1つの案件でも膨大な工数が掛かる中、多い時は同時に30以上の案件を抱えていました。まさに地獄でした。唯一の救いは、自分の売上数字を気にする必要がほとんど無かった点です。膨大な数の相談がお客様から舞い込んでくるので、地方支店時代のように数字を上げるための新規開拓の為の労力は、ほぼいらなかったです。案件の引き合いは数多くあるので、あとは勝つか負けるかでした。結果として、私は配属時に伝えられた目標額に対して500%超えで着地しました。(もちろん勝つ為の工夫は必要ですし、そこに全力を注いだ結果ですよ。)

地獄の日々ではありましたが、私にとって幸運なことが下記2点ありました。

________________________________________

● **課題一覧**
a: 営業の日々を振り返った本文抜粋では、配属時に伝えられた目標額に対して、最終的にどれだけの結果で着地したと述べられていますか。
b: 営業の日々を振り返った本文抜粋を、最後の文の後から書き進めなさい。
ここでは資料を使いません。

________________________________________

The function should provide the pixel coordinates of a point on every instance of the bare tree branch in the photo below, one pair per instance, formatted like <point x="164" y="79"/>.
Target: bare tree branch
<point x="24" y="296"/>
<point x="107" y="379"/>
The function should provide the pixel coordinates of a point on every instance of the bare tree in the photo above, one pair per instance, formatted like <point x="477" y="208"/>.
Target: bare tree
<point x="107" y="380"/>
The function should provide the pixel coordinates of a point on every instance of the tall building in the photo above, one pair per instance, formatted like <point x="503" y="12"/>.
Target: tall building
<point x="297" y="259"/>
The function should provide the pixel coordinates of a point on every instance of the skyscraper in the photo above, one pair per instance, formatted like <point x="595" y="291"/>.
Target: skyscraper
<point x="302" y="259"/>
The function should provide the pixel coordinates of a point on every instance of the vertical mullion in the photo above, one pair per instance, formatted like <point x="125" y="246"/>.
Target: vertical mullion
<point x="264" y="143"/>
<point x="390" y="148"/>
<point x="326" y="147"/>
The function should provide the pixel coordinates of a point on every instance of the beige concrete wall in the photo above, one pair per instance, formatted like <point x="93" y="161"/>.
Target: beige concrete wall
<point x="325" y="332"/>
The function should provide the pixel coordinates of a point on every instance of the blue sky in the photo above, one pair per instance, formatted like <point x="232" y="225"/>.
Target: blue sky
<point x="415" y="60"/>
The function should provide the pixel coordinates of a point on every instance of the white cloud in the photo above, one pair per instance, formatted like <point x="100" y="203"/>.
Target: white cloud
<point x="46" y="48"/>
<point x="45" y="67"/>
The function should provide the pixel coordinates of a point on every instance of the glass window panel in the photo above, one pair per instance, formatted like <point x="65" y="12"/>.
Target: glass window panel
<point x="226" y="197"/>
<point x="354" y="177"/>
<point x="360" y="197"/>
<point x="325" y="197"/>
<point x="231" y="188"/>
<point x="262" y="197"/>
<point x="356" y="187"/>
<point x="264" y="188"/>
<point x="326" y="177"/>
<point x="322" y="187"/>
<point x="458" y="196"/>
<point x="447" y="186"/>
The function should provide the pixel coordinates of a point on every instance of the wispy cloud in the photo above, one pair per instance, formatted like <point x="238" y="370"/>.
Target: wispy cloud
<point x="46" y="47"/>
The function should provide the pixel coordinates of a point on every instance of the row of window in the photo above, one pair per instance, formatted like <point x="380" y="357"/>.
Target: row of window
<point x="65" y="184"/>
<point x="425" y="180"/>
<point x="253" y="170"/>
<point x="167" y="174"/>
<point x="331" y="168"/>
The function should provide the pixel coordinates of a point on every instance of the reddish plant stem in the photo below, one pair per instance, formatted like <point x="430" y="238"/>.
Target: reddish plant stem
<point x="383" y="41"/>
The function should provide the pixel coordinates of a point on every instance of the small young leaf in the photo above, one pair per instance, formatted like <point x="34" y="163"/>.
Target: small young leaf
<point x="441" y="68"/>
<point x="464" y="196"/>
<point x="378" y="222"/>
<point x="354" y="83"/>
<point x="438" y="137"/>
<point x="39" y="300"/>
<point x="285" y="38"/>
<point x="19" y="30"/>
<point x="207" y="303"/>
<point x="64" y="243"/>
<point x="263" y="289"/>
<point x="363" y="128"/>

________________________________________

● **最終結果**
a: 目標額の500%超えで着地しました。

b:
❶貴重な日本人出向者として、裁量権を持って仕事に取り組めた
❷受入先のマネージャー達が私の成長を計画的に考え、コミットしようと手を尽くしてくれた

❶はだいぶ良いように言いましたが、要は人が足りないので2年目のペーペーである私であったとしても、大きな責任の伴う案件を任せざるを得なかったのです。この点に関しては、営業の売上数字とはまた異なった種類のプレッシャーとして、大きな精神的負担となりましたが、私を加速度的に成長させてくれたポイントだと考えています。異国の地で、私の決断が誰もが知る大企業の1ビジネスの行方を左右しかねない、といった状況もありました。私がビジネスにおいて大切な要素だと考える、「決断力」「胆力」がここで養われました。

❷に関しては、地方支店時代に続き、タイでも上司達に恵まれました。地獄の日々と書きましたが、出向者の中ではそれでも1番私が楽だったと思います。
面白い話(笑えないですが)として、出向者はタイ人のドライバーがつき家と会社の往復を送迎してくれるのですが、私のチームの日本人ディレクターは毎朝6時出社、深夜0〜1時退社という勤務体系であったため、送迎ドライバーが倒れた、という事件?もありました。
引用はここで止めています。